## [EXERCISE BRIEF]
In the entries below, count the lines that contain the string "mirror", with case taken into account, and reply with the number alone.

## [SOURCE MATERIAL]
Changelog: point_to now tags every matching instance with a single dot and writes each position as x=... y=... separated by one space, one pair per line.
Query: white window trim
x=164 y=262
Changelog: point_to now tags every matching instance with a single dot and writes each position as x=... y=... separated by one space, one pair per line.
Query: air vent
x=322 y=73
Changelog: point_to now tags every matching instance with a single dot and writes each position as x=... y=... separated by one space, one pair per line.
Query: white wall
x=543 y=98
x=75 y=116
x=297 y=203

--

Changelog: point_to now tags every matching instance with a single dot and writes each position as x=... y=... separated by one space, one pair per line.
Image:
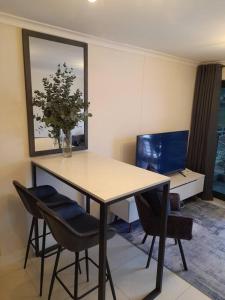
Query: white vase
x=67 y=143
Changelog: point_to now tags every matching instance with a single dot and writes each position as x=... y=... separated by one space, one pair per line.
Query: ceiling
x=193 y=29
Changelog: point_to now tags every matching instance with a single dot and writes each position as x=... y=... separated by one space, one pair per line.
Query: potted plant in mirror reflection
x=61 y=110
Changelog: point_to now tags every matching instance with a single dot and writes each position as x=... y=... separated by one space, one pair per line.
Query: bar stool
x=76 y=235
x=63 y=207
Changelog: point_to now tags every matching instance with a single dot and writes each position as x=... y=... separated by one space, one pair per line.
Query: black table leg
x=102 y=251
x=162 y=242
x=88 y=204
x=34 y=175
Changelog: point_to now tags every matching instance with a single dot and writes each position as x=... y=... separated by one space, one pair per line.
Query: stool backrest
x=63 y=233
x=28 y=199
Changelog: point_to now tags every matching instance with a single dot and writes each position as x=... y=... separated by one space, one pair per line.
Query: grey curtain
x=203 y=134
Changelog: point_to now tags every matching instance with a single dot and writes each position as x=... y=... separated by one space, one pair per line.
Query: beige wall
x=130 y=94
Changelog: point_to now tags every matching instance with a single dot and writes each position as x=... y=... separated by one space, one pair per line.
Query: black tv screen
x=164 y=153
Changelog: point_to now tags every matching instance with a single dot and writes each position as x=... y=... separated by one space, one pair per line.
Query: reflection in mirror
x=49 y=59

* * *

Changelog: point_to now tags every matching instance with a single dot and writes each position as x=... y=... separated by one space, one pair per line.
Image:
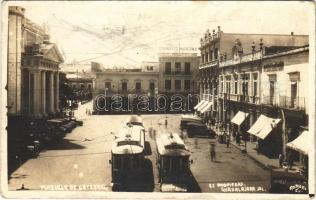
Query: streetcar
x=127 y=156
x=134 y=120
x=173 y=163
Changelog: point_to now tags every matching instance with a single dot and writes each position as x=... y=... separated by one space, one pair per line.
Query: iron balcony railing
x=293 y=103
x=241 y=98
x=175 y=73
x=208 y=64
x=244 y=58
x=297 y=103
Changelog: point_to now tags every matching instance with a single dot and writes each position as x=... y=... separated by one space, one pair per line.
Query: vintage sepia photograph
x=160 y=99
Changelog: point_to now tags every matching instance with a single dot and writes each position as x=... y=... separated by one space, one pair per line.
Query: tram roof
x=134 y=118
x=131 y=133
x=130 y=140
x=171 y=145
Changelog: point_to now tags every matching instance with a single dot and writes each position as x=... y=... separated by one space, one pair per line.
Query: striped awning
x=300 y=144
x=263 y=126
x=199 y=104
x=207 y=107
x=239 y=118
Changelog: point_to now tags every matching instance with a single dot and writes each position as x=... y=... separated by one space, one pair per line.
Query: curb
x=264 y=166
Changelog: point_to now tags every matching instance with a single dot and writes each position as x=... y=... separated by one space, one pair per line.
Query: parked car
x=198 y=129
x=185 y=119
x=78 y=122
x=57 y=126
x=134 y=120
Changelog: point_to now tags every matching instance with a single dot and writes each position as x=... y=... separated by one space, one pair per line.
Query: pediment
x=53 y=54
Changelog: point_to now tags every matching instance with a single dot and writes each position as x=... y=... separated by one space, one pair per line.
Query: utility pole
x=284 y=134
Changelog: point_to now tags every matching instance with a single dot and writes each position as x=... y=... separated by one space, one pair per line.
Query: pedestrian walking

## [RESULT BELOW]
2